§ **Extracted text**:
....................

# Static Parameter Estimation using Kalman Filtering and Proximal Operators

## Vivak Patel

Department of Statistics, University of Chicago
December 2, 2015

# Acknowledge

## Mihai Anitescu

• Senior Computational Mathematician in LANS
• Part-time Professor at University of Chicago

# Stationary Parameters

Problem.

• Observed Pairs $(Y_t,X_t) \in \mathbb{R} \times \mathbb{R}^n$ where $t=1,2,\ldots$
• Data Generation Process: $$\mathbb{P}(Y_t \vert X_t) = f(Y_t, X_t)$$
• Estimate $f$, which is stationary (changes on long time scales)

# Stationary Parameters

Nonparametric Density Estimation

• Assume some level of smoothness of $f$
• Use orthonormal bases of function spaces, or use moving average
• Rate of Convergence (Curse of Dimensionality): $$ASIME \sim N^{-\frac{2s}{2s+n}}$$
• Replace smoothness assumption with sparsity

# Stationary Parameters

Parametric Density Estimation

• Assume a particular form for $f$ depending on a parameter $\beta$ $$\mathbb{P}\left(Y_t \vert X_t, \beta \right) = f(Y_t,X_t,\beta)$$
• Estimate $\beta$
• Rate of Convergence: $$MSE \sim N^{-1}$$

# Optimization

For statistical inference, the objective function is the log-likelihood: $$F_N(\beta) = \sum_{t=1}^N \log f(Y_t,X_t,\beta)$$ Fisher (1922), Cramér (1946), Le Cam (1970), Hájek (1972)

Suppose the data is generated by some fixed $\beta^*$. Let $\beta_N = \arg\min F_N(\beta)$, and $$V^* = \mathbb{E}\left[\nabla_{\beta} \log f(Y,X,\beta^*) \nabla^T_{\beta} \log f(Y,X,\beta^*) \right]$$ If some regularity conditions on $f$ hold then $$\sqrt{N}(\beta_N - \beta^*) \Rightarrow \mathcal{N}\left(0, V^* \right)$$

van der Vaart (2000)

# Optimization

Goals of Optimization Method

• Fast Rate of Convergence
• Computational Stability
• Well-defined stop condition
• Low computational requirements (floating point operations, memory)

Classical Methods for $F_N(\beta)$

Gradient Evals Hessian Evals Floating Point Memory Cost RoC Stop Condition Conditioning
Newton $N$ $N$ $\mathcal{O}(n^2 N)$ $\mathcal{O}(n^2)$ Quadratic Deterministic Mild
Quasi-Newton $N$ $0$ $\mathcal{O}(n^2 + nN)$ $\mathcal{O}(n^2)$ Super-Linear Deterministic Mild
Gradient Descent $N$ $0$ $\mathcal{O}(nN)$ $\mathcal{O}(n)$ Linear Deterministic Moderate

Moral: If $N$ is a large, a single pass through the data set before calculating a new iterate is too expensive.

....................

§ **To do**:
**1.** From the slides on static parameter estimation, write out the part that opens with the words containing "Classical Methods for" and closes with "is too expensive.".
**2.** In the slides on static parameter estimation, which classical method has a super-linear rate of convergence?
**3.** List every goal of an optimization method that the slides on static parameter estimation name.
The entries that follow are separate material from the slides on static parameter estimation.

§ **Information given**:

....................

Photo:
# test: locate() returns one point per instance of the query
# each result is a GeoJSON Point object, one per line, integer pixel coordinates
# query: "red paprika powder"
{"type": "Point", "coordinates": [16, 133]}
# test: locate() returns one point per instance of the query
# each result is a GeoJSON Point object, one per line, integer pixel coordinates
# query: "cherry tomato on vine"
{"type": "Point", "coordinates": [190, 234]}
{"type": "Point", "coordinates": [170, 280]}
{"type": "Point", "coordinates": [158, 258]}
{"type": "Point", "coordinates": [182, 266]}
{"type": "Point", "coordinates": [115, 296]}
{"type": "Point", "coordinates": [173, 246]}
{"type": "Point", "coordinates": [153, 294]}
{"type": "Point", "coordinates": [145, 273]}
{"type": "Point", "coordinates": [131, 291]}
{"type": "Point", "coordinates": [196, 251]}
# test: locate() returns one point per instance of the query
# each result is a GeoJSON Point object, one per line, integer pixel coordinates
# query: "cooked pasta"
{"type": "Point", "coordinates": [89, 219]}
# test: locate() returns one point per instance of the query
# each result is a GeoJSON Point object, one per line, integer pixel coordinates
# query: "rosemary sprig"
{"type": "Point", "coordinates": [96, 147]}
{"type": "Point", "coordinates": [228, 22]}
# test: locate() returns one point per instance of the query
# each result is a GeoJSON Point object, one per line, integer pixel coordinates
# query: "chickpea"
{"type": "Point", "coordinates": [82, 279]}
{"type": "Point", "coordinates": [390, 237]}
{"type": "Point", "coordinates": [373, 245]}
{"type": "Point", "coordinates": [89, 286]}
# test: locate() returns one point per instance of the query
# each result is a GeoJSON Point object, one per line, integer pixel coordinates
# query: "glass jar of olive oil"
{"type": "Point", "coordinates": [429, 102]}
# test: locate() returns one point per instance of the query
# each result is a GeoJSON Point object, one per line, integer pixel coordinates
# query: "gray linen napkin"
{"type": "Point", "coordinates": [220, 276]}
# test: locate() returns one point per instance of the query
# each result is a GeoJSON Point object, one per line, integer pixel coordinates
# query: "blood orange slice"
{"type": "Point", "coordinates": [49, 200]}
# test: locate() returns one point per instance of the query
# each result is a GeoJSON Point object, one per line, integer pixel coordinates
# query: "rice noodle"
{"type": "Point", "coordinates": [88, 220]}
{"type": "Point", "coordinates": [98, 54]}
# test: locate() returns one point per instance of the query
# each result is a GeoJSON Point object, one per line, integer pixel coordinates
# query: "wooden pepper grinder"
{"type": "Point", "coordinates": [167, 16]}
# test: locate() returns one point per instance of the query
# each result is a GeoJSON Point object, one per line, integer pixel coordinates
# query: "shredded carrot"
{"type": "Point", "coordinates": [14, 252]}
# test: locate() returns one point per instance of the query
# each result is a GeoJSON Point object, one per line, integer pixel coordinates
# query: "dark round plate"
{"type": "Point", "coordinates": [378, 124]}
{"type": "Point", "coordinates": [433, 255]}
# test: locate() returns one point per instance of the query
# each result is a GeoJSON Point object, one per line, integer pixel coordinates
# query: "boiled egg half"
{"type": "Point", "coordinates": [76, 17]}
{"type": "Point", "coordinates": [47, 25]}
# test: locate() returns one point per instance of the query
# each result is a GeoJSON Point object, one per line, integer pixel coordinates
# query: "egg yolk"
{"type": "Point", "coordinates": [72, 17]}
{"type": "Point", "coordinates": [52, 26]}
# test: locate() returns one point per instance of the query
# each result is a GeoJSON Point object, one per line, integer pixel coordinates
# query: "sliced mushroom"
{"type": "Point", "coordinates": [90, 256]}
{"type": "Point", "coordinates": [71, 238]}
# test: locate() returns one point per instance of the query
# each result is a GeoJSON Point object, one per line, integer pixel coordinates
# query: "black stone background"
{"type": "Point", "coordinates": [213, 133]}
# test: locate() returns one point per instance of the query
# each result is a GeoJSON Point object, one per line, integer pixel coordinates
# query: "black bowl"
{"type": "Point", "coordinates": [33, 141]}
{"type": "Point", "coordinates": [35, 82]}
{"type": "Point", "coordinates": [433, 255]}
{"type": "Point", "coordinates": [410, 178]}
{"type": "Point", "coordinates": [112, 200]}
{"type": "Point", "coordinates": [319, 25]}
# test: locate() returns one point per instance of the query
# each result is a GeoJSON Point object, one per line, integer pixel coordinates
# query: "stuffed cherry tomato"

....................

§ **In response**:
**1.**
Classical Methods for $F_N(\beta)$

Gradient Evals Hessian Evals Floating Point Memory Cost RoC Stop Condition Conditioning
Newton $N$ $N$ $\mathcal{O}(n^2 N)$ $\mathcal{O}(n^2)$ Quadratic Deterministic Mild
Quasi-Newton $N$ $0$ $\mathcal{O}(n^2 + nN)$ $\mathcal{O}(n^2)$ Super-Linear Deterministic Mild
Gradient Descent $N$ $0$ $\mathcal{O}(nN)$ $\mathcal{O}(n)$ Linear Deterministic Moderate

Moral: If $N$ is a large, a single pass through the data set before calculating a new iterate is too expensive.

**2.** Quasi-Newton

**3.**
- Fast rate of convergence
- Computational stability
- Well-defined stop condition
- Low computational requirements (floating point operations, memory)